ACTION ITEM:
Copy every line of the data below exactly as given, except for the pictures.

SOURCE MATERIAL Block Start

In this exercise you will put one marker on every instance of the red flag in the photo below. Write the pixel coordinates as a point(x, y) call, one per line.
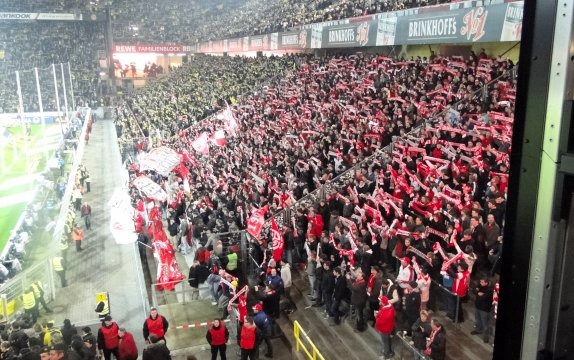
point(255, 222)
point(230, 122)
point(183, 170)
point(218, 138)
point(200, 144)
point(278, 242)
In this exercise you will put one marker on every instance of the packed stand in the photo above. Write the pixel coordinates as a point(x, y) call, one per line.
point(223, 19)
point(41, 44)
point(444, 184)
point(192, 92)
point(418, 230)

SOURCE MATERIAL Block End

SOLUTION FOR THIS PROBLEM:
In this exercise you will put one marker on every instance of the red flag in the photo below. Write the pixel coordinates as a point(x, y) call, one per line.
point(255, 222)
point(230, 122)
point(183, 170)
point(218, 138)
point(200, 144)
point(278, 242)
In this exercise you will put one marker on every instance of the packed stand in the photo above. Write the pixel coordinates as a point(x, y) call, one per line.
point(223, 19)
point(41, 44)
point(444, 184)
point(192, 92)
point(418, 230)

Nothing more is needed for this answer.